Only the text belongs in the answer: every line of the records below, transcribed exactly.

(PROVIDED DATA Opens)

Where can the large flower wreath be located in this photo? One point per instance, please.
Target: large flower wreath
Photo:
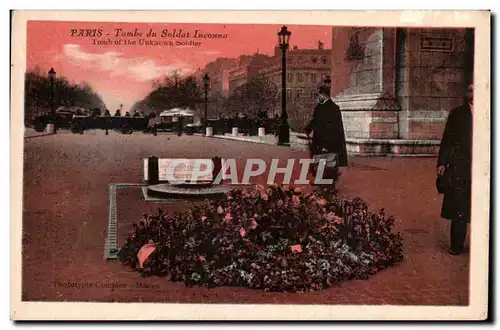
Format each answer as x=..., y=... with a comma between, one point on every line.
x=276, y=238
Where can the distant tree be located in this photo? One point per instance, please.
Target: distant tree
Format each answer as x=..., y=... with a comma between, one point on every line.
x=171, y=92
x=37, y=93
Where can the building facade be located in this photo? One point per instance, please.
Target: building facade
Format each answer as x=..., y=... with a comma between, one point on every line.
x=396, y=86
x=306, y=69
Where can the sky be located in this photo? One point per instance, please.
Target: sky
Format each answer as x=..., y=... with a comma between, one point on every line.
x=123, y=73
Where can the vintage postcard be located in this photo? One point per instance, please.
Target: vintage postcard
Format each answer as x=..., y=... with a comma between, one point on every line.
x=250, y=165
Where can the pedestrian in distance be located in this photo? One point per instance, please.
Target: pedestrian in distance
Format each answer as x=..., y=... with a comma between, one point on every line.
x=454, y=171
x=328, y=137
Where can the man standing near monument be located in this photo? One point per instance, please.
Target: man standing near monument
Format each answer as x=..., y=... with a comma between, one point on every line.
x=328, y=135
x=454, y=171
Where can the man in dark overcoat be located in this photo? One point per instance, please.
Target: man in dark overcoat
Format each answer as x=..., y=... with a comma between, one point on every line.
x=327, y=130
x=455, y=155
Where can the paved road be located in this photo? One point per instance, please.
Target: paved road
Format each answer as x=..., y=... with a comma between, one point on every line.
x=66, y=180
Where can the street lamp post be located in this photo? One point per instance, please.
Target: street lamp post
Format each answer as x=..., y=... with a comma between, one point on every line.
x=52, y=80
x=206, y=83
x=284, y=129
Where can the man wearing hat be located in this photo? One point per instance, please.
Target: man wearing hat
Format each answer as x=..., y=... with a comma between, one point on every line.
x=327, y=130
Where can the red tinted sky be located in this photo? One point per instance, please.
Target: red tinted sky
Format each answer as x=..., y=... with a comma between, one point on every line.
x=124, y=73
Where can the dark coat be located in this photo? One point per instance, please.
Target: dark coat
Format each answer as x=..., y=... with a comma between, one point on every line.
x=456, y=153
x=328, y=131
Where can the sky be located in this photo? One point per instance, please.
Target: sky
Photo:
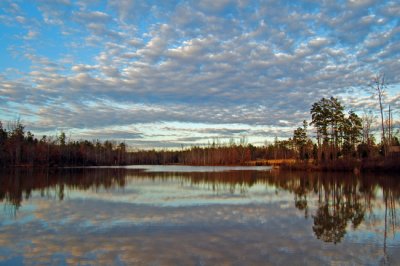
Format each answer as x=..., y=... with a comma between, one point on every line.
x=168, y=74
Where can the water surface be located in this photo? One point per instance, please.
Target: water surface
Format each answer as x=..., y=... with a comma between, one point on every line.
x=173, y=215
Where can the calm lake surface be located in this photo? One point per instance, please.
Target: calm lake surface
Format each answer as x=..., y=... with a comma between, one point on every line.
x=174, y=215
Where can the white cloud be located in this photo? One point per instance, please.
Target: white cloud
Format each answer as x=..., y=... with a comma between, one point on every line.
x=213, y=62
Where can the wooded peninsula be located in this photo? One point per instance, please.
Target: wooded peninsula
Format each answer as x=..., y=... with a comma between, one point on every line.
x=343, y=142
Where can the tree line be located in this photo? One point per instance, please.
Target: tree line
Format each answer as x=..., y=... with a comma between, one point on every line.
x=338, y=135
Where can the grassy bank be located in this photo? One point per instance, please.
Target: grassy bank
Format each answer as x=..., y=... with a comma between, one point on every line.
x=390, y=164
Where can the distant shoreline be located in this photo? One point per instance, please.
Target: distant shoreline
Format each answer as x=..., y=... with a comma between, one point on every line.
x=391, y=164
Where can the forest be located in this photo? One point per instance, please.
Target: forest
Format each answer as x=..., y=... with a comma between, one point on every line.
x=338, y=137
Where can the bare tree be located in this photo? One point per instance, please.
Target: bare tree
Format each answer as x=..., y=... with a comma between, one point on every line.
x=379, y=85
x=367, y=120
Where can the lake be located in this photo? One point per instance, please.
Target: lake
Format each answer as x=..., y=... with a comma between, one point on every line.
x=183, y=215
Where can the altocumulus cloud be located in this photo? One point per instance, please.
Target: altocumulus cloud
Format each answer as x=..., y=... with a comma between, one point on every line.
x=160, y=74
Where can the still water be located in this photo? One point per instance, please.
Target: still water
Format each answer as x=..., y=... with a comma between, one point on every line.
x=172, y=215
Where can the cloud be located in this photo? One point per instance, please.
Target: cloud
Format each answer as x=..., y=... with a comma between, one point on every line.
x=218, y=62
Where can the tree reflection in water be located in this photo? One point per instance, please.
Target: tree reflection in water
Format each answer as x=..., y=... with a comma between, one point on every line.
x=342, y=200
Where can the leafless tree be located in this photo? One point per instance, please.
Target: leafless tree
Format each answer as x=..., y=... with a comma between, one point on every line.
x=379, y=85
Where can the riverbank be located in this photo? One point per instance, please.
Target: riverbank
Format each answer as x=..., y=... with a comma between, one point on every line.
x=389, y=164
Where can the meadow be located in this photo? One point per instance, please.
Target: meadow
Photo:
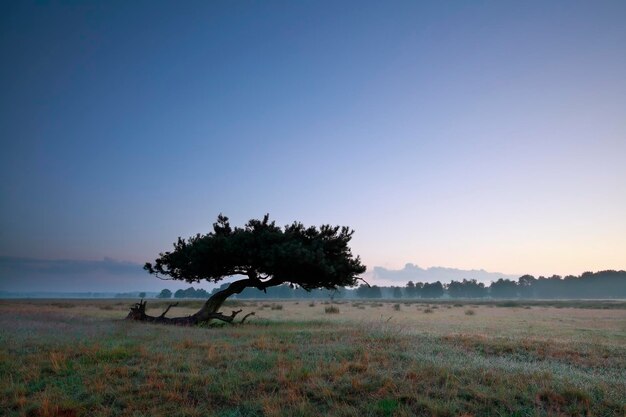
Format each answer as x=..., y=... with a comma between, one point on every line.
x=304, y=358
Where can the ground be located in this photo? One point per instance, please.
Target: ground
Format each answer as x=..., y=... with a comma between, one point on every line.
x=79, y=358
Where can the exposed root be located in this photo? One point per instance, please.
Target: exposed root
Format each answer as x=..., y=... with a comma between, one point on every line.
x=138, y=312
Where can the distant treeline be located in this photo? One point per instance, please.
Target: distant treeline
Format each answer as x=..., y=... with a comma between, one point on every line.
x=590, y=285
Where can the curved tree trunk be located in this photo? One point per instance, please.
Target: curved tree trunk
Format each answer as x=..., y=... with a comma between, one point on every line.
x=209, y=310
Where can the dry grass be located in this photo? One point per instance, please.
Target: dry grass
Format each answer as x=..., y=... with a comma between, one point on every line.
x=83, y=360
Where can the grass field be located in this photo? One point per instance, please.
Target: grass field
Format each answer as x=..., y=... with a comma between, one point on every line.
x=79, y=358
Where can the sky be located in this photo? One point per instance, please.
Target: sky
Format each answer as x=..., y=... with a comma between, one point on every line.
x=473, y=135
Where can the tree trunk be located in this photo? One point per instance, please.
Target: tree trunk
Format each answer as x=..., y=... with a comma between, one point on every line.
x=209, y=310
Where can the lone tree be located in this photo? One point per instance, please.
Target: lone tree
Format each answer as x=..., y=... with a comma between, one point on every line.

(PROVIDED DATA Closes)

### TASK SOLUTION
Where can the large flower wreath be located in this photo? One point per instance, please.
Target: large flower wreath
Photo:
Format each answer as x=..., y=... with a comma between, one point on every line.
x=276, y=238
Where can the distant tree be located in this photo? One point per instance, please.
Target: distant tree
Format each answer as x=..., y=... with a comma between, one point on every line.
x=171, y=92
x=37, y=93
Where can the building facade be located in this photo? One point per instance, please.
Target: building facade
Format each answer as x=..., y=... with a comma between, one point on every line.
x=396, y=86
x=306, y=69
Where can the sky be located in this photo? One point per instance, please.
Target: sky
Format each answer as x=..., y=... with a comma between, one point on every line.
x=123, y=73
Where can the vintage postcard be located in this photo? One point per instance, please.
Target: vintage postcard
Format each answer as x=..., y=... with a comma between, one point on every line.
x=250, y=165
Where can the pedestrian in distance be located in this photo? One point per instance, please.
Target: pedestrian in distance
Format each answer as x=..., y=... with a comma between, one point on every line.
x=454, y=171
x=328, y=137
Where can the man standing near monument be located in this photo? One point per instance, please.
Target: man standing near monument
Format each answer as x=..., y=... with a comma between, one point on every line.
x=328, y=135
x=454, y=171
Where can the man in dark overcoat be located in this photo? One point per instance, please.
Target: man in dark overcoat
Format each answer as x=..., y=... with a comma between, one point on every line.
x=327, y=130
x=455, y=155
Where can the paved road be located in this photo? One point per instance, please.
Target: paved road
Format each answer as x=..., y=... with a comma between, one point on every line.
x=66, y=180
Where can the street lamp post be located in this photo? One point per instance, please.
Target: street lamp post
Format each answer as x=..., y=... with a comma between, one point on every line.
x=52, y=80
x=206, y=83
x=284, y=129
Where can the man wearing hat be located in this photo? One point per instance, please.
Target: man wearing hat
Format each answer as x=..., y=... with a comma between, one point on every line.
x=327, y=130
Where can the red tinted sky be located in this photo? One point per instance, please.
Target: red tinted sky
Format each answer as x=..., y=... with a comma between, one point on every line.
x=124, y=73
Where can the dark coat be located in this photo? One point per instance, please.
Target: dark coat
Format each answer as x=..., y=... with a comma between, one point on every line.
x=456, y=153
x=328, y=131
Where can the sky be located in this photo? One point per instance, please.
Target: sky
Photo:
Format each answer as x=..., y=... with a comma between, one point on every line.
x=168, y=74
Where can the water surface be located in this photo? One point per instance, please.
Target: water surface
Format each answer as x=..., y=... with a comma between, one point on every line.
x=173, y=215
Where can the calm lake surface be located in this photo? One point per instance, please.
Target: calm lake surface
Format each answer as x=..., y=... with a comma between, one point on every line.
x=174, y=215
Where can the white cloud be located in this photo? One point per instance, please.
Target: white cloud
Format each answer as x=..., y=... with a comma between, one point on every line.
x=213, y=62
Where can the wooded peninsula be located in this photo? One point per instance, please.
Target: wooded peninsula
Format each answer as x=..., y=... with a comma between, one point on every line.
x=343, y=142
Where can the tree line be located in this photo? One point per instance, please.
Target: tree line
Format each answer as x=..., y=... with a comma between, one point on every line.
x=338, y=135
Where can the grassy bank be located in this photo? One point per instance, please.
Target: grassy bank
Format each answer as x=..., y=... with a comma between, one point on every line.
x=390, y=164
Where can the distant shoreline be located in this photo? One point per instance, please.
Target: distant shoreline
Format each answer as x=..., y=... with a comma between, one point on every line.
x=391, y=164
Where can the forest be located in this photo? One point per instance, please.
Target: forest
Format each answer as x=..., y=... with a comma between, one point on every line.
x=338, y=137
Where can the bare tree be located in this photo? One point per instance, please.
Target: bare tree
Format each answer as x=..., y=... with a comma between, one point on every line.
x=379, y=85
x=367, y=120
Where can the lake be located in this photo? One point per instance, please.
Target: lake
Format each answer as x=..., y=... with a comma between, one point on every line.
x=183, y=215
Where can the altocumulus cloud be located in this photo? One point per instance, please.
Target: altocumulus cloud
Format each answer as x=..., y=... with a comma between, one point on every line.
x=160, y=74
Where can the still water be located in this photo? One point per instance, please.
Target: still water
Format each answer as x=..., y=... with a comma between, one point on every line.
x=172, y=215
Where can the cloud be located in this photo? One point per instance, please.
Target: cloud
Format each answer as x=..., y=... with a comma between, one point on every line.
x=218, y=62
Where can the tree reflection in water be located in this photo? One point per instance, please.
Target: tree reflection in water
Format each answer as x=..., y=... with a comma between, one point on every line.
x=342, y=200
Where can the leafless tree be located in this photo? One point per instance, please.
Target: leafless tree
Format each answer as x=..., y=... with a comma between, one point on every line.
x=379, y=85
Where can the riverbank be located in this photo? One point per instance, please.
Target: riverbank
Format each answer as x=..., y=... with a comma between, one point on every line.
x=389, y=164
Where can the meadow be located in this photo? One point per instance, please.
Target: meadow
Photo:
Format each answer as x=..., y=... with a comma between, one point on every line.
x=304, y=358
Where can the ground be located in this photo? One point per instance, please.
Target: ground
Format each answer as x=..., y=... with a comma between, one point on every line.
x=79, y=358
Where can the exposed root be located in this photo? One point per instance, please.
Target: exposed root
Format each answer as x=..., y=... with a comma between, one point on every line.
x=138, y=312
Where can the distant treeline be located in this photo? One point per instance, please.
Target: distant treeline
Format each answer as x=..., y=... with a comma between, one point on every line.
x=590, y=285
Where can the curved tree trunk be located in this photo? One point per instance, please.
Target: curved tree trunk
Format each answer as x=..., y=... with a comma between, one point on every line.
x=209, y=310
Where can the dry grass be located in this photo? One point per instance, please.
Target: dry grass
Format each answer as x=..., y=... with a comma between, one point on every line.
x=83, y=360
Where can the grass field be located in this photo? One point per instance, please.
Target: grass field
Format each answer as x=..., y=... with a comma between, one point on every line.
x=79, y=358
Where can the sky be located in this photo? One point per instance, please.
Target: sky
Format each answer as x=..., y=... with a comma between, one point on every line.
x=473, y=135
Where can the tree trunk be located in this photo? One point per instance, please.
Target: tree trunk
Format each answer as x=..., y=... with a comma between, one point on every line.
x=209, y=310
Where can the lone tree be located in this photo? One point per instance, please.
Target: lone tree
Format each answer as x=..., y=... with a comma between, one point on every line.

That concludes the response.